▶ **THE PROBLEM**:
Render the material below as a JSON list of strings, one string per line, leaving out blank lines and the pictures.

▶ **ROWS**:
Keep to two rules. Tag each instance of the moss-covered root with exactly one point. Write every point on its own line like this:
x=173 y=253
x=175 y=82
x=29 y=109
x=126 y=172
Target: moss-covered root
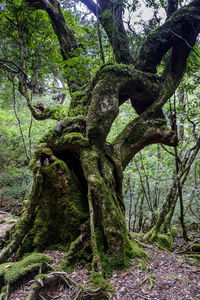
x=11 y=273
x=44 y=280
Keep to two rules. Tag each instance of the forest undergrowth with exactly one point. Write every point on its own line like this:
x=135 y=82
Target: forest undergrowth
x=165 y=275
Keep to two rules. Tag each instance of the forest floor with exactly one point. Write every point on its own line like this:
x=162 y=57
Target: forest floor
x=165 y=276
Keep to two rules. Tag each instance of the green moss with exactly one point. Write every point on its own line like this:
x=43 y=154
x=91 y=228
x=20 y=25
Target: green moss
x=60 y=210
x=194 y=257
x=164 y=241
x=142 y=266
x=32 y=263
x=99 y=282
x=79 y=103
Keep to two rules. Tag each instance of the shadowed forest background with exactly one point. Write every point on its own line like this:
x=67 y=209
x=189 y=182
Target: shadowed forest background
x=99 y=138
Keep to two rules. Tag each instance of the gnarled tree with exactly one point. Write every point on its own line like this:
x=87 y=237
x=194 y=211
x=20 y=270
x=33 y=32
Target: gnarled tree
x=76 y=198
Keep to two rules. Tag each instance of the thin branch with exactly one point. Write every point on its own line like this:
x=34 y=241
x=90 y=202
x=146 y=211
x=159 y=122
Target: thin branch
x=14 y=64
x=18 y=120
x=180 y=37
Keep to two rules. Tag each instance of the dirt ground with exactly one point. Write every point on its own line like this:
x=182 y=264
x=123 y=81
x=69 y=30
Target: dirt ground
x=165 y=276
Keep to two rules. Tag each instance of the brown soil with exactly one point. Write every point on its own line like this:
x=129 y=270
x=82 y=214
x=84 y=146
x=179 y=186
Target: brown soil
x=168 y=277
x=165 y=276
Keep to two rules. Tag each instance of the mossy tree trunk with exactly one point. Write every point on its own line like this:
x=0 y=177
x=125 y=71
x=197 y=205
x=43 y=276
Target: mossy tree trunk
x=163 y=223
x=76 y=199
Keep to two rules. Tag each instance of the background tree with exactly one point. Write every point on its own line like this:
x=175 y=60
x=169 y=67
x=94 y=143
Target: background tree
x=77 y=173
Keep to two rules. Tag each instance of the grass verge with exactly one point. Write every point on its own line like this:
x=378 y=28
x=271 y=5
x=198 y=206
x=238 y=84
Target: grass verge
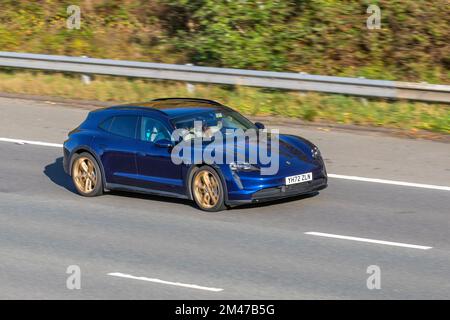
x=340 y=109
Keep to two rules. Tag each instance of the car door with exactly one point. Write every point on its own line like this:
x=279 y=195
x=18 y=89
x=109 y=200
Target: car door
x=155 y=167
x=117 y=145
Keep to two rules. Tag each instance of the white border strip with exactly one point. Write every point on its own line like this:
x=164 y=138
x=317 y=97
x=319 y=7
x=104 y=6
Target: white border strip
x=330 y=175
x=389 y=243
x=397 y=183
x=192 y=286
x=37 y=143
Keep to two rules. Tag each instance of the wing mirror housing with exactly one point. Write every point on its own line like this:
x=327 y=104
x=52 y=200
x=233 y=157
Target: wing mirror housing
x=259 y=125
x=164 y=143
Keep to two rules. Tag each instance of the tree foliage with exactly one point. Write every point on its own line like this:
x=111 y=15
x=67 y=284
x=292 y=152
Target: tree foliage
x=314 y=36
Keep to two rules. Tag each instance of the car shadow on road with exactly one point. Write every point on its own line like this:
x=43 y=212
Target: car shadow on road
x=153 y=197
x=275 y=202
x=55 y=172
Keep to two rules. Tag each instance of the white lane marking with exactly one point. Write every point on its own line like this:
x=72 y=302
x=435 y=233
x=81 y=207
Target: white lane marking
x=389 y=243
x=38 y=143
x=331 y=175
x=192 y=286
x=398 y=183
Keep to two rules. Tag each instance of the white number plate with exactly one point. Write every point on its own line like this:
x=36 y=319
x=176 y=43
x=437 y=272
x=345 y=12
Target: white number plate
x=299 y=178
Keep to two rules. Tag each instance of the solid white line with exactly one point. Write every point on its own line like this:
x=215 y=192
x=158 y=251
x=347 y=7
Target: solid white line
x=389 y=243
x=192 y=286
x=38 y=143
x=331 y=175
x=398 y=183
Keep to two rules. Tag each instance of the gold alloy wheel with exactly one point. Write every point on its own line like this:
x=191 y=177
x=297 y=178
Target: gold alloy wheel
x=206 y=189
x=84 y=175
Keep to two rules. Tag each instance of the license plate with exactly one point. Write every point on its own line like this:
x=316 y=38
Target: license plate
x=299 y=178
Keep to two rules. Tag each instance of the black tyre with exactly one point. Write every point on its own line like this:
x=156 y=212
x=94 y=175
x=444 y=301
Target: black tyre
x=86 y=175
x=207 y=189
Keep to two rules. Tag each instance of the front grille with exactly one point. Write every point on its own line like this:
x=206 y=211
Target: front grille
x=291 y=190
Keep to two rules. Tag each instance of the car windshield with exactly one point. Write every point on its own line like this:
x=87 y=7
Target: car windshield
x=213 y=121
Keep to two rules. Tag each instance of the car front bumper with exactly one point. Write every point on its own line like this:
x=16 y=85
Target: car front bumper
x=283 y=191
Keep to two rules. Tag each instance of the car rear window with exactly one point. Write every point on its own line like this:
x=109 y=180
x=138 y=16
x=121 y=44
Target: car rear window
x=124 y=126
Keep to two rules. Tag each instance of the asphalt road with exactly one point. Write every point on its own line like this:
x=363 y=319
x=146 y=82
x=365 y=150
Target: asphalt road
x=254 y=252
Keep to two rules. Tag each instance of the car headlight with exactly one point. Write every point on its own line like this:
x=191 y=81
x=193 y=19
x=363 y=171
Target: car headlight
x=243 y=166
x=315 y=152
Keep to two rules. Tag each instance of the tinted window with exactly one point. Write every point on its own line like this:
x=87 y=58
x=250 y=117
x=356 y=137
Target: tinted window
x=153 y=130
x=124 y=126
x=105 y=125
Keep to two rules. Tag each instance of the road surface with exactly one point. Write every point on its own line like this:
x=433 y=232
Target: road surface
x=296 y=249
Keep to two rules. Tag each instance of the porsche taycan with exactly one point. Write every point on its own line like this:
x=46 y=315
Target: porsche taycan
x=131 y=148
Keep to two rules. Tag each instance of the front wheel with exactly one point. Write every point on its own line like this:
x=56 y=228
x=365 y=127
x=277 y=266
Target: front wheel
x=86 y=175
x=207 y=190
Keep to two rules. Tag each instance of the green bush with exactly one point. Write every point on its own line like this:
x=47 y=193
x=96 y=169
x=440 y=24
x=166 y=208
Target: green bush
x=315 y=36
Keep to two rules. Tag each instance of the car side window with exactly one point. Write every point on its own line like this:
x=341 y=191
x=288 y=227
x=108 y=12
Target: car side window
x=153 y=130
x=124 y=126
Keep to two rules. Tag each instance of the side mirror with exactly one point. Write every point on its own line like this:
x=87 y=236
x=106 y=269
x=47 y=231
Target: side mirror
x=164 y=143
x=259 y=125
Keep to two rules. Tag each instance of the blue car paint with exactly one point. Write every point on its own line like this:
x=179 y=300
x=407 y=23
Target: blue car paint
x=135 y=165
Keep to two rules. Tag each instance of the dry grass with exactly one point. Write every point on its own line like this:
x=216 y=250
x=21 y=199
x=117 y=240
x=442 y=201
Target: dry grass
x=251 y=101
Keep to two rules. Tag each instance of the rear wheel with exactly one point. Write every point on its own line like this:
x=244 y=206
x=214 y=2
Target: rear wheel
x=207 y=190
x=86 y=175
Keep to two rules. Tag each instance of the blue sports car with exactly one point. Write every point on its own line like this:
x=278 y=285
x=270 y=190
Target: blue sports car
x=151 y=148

▶ **EXERCISE SOLUTION**:
[
  "Keep to two rules. Tag each instance of the moss-covered root with exactly one point. Write every point on its own line like this:",
  "x=173 y=253",
  "x=175 y=82",
  "x=29 y=109",
  "x=126 y=172",
  "Target: moss-covered root",
  "x=11 y=273",
  "x=44 y=280",
  "Keep to two rules. Tag each instance of the forest undergrowth with exactly one point. Write every point on its own line like this:",
  "x=135 y=82",
  "Target: forest undergrowth",
  "x=165 y=275",
  "Keep to two rules. Tag each instance of the forest floor with exactly one point. Write every point on its own line like this:",
  "x=162 y=57",
  "Target: forest floor",
  "x=165 y=276",
  "Keep to two rules. Tag each instance of the green moss with exactly one point. Write every point on its own line like this:",
  "x=43 y=154",
  "x=91 y=228",
  "x=20 y=25",
  "Target: green moss",
  "x=60 y=210",
  "x=194 y=257",
  "x=164 y=241",
  "x=142 y=266",
  "x=32 y=263",
  "x=99 y=282",
  "x=79 y=103",
  "Keep to two rules. Tag each instance of the shadowed forest background with exactly one point. Write every point on its own line like this:",
  "x=67 y=209",
  "x=189 y=182",
  "Target: shadowed forest background",
  "x=99 y=138",
  "Keep to two rules. Tag each instance of the gnarled tree with exactly one point. Write every point on its own line like this:",
  "x=87 y=237",
  "x=194 y=211",
  "x=20 y=270",
  "x=33 y=32",
  "Target: gnarled tree",
  "x=76 y=198",
  "Keep to two rules. Tag each instance of the thin branch with exactly one point. Write every point on its own line like this:",
  "x=34 y=241",
  "x=90 y=202",
  "x=146 y=211",
  "x=159 y=122",
  "Target: thin branch",
  "x=14 y=64",
  "x=18 y=120",
  "x=180 y=37",
  "Keep to two rules. Tag each instance of the dirt ground with exactly one point. Write every point on its own line like this:",
  "x=182 y=264",
  "x=123 y=81",
  "x=69 y=30",
  "Target: dirt ground",
  "x=165 y=276",
  "Keep to two rules. Tag each instance of the brown soil with exactly one point. Write every point on its own line like this:",
  "x=129 y=270",
  "x=82 y=214",
  "x=84 y=146",
  "x=179 y=186",
  "Target: brown soil",
  "x=168 y=277",
  "x=165 y=276",
  "Keep to two rules. Tag each instance of the mossy tree trunk with exactly one point. Write every point on its own line like this:",
  "x=0 y=177",
  "x=125 y=71",
  "x=197 y=205",
  "x=43 y=276",
  "Target: mossy tree trunk",
  "x=163 y=223",
  "x=76 y=199",
  "Keep to two rules. Tag each instance of the background tree with exactly one point. Write every point on its own line like this:",
  "x=175 y=60",
  "x=169 y=67",
  "x=94 y=143",
  "Target: background tree",
  "x=77 y=173",
  "Keep to two rules. Tag each instance of the grass verge with exactly one point. Write every point on its own line like this:",
  "x=378 y=28",
  "x=271 y=5",
  "x=198 y=206",
  "x=238 y=84",
  "Target: grass verge",
  "x=340 y=109",
  "Keep to two rules. Tag each instance of the car door with exactly one point. Write every point on its own line like this:",
  "x=279 y=195",
  "x=18 y=89",
  "x=109 y=200",
  "Target: car door",
  "x=155 y=167",
  "x=117 y=145",
  "Keep to two rules. Tag each instance of the white border strip with exactly one point. Write every point on its own line like this:",
  "x=164 y=138",
  "x=317 y=97",
  "x=319 y=7",
  "x=104 y=6",
  "Target: white border strip",
  "x=330 y=175",
  "x=389 y=243",
  "x=397 y=183",
  "x=192 y=286",
  "x=37 y=143",
  "Keep to two rules. Tag each instance of the wing mirror housing with exactly one point. Write every point on its own line like this:",
  "x=327 y=104",
  "x=52 y=200",
  "x=233 y=157",
  "Target: wing mirror housing",
  "x=259 y=125",
  "x=164 y=143",
  "Keep to two rules. Tag each instance of the tree foliage with exactly one point. Write every point on its own line like this:",
  "x=111 y=15",
  "x=67 y=284",
  "x=292 y=152",
  "Target: tree foliage",
  "x=314 y=36",
  "Keep to two rules. Tag each instance of the car shadow on road with exactly one point. Write every point on its own line like this:",
  "x=43 y=212",
  "Target: car shadow on road",
  "x=153 y=197",
  "x=275 y=202",
  "x=55 y=172",
  "Keep to two rules. Tag each instance of the white lane marking with exactly one point. Write every point on its own line like this:",
  "x=72 y=302",
  "x=435 y=233",
  "x=81 y=207",
  "Target: white lane marking",
  "x=389 y=243",
  "x=38 y=143",
  "x=331 y=175",
  "x=192 y=286",
  "x=398 y=183",
  "Keep to two rules. Tag each instance of the white number plate with exactly one point. Write every point on its own line like this:",
  "x=36 y=319",
  "x=176 y=43",
  "x=437 y=272",
  "x=345 y=12",
  "Target: white number plate",
  "x=299 y=178",
  "Keep to two rules. Tag each instance of the solid white line with exactly one point. Write every point on its own line like this:",
  "x=215 y=192",
  "x=158 y=251",
  "x=347 y=7",
  "Target: solid white line",
  "x=389 y=243",
  "x=192 y=286",
  "x=38 y=143",
  "x=331 y=175",
  "x=398 y=183",
  "Keep to two rules. Tag each instance of the gold alloy wheel with exactly one point. Write every point on its own line like this:",
  "x=191 y=177",
  "x=297 y=178",
  "Target: gold alloy wheel",
  "x=206 y=189",
  "x=84 y=175",
  "Keep to two rules. Tag each instance of the license plate with exactly one point. Write every point on its own line like this:",
  "x=316 y=38",
  "Target: license plate",
  "x=299 y=178",
  "Keep to two rules. Tag each instance of the black tyre with exactly one point. Write every point on its own line like this:",
  "x=156 y=212",
  "x=94 y=175",
  "x=444 y=301",
  "Target: black tyre",
  "x=86 y=175",
  "x=207 y=189",
  "Keep to two rules. Tag each instance of the front grille with exactly one point. Write every point on its own line like this:",
  "x=206 y=211",
  "Target: front grille",
  "x=291 y=190",
  "Keep to two rules. Tag each instance of the car windshield with exactly one point. Write every point on its own line like this:",
  "x=87 y=7",
  "Target: car windshield",
  "x=213 y=121",
  "Keep to two rules. Tag each instance of the car front bumper with exactly one point. Write every point on its own line like this:",
  "x=16 y=85",
  "Target: car front bumper",
  "x=283 y=191",
  "Keep to two rules. Tag each instance of the car rear window with exactly one point. Write every point on its own line like this:",
  "x=109 y=180",
  "x=138 y=16",
  "x=121 y=44",
  "Target: car rear window",
  "x=124 y=126",
  "Keep to two rules. Tag each instance of the asphalt road with exactly one point. Write every point on its own line like this:",
  "x=363 y=319",
  "x=146 y=82",
  "x=365 y=150",
  "Target: asphalt road",
  "x=254 y=252",
  "Keep to two rules. Tag each instance of the car headlight with exactly one point. Write every point on its own line like this:",
  "x=191 y=81",
  "x=193 y=19",
  "x=363 y=171",
  "Target: car headlight",
  "x=243 y=166",
  "x=315 y=152",
  "Keep to two rules. Tag each instance of the tinted window with exactly one point. Write every point on its own line like this:",
  "x=87 y=58",
  "x=250 y=117",
  "x=356 y=137",
  "Target: tinted window",
  "x=153 y=130",
  "x=124 y=126",
  "x=105 y=125",
  "Keep to two rules. Tag each instance of the road surface with exactly one point. Write every point on its own line like this:",
  "x=433 y=232",
  "Target: road surface",
  "x=296 y=249",
  "Keep to two rules. Tag each instance of the porsche taycan with exactly one point. Write every point on its own line like this:",
  "x=46 y=315",
  "Target: porsche taycan",
  "x=131 y=148",
  "Keep to two rules. Tag each instance of the front wheel with exactly one point. Write every point on its own line like this:",
  "x=56 y=228",
  "x=365 y=127",
  "x=277 y=266",
  "Target: front wheel",
  "x=86 y=175",
  "x=207 y=190",
  "Keep to two rules. Tag each instance of the green bush with exactly one point. Write every point on its own line like this:",
  "x=47 y=193",
  "x=96 y=169",
  "x=440 y=24",
  "x=166 y=208",
  "Target: green bush",
  "x=315 y=36",
  "Keep to two rules. Tag each instance of the car side window with exactly one point. Write every point on its own line like this:",
  "x=341 y=191",
  "x=288 y=227",
  "x=108 y=12",
  "Target: car side window",
  "x=153 y=130",
  "x=124 y=126",
  "Keep to two rules. Tag each instance of the side mirror with exactly one point. Write every point on its own line like this:",
  "x=87 y=236",
  "x=106 y=269",
  "x=47 y=231",
  "Target: side mirror",
  "x=164 y=143",
  "x=259 y=125",
  "Keep to two rules. Tag each instance of the blue car paint with exactly one point. Write every point on its own line like this:",
  "x=179 y=300",
  "x=407 y=23",
  "Target: blue car paint",
  "x=135 y=165",
  "Keep to two rules. Tag each instance of the dry grass with exactly one point. Write every point on its own line like this:",
  "x=216 y=250",
  "x=21 y=199",
  "x=117 y=240",
  "x=442 y=201",
  "Target: dry grass",
  "x=251 y=101",
  "Keep to two rules. Tag each instance of the rear wheel with exactly one point. Write every point on its own line like this:",
  "x=244 y=206",
  "x=214 y=2",
  "Target: rear wheel",
  "x=207 y=190",
  "x=86 y=175",
  "Keep to two rules. Tag each instance of the blue sports car with exactly one point. Write every point on its own line like this:",
  "x=278 y=285",
  "x=270 y=190",
  "Target: blue sports car",
  "x=151 y=148"
]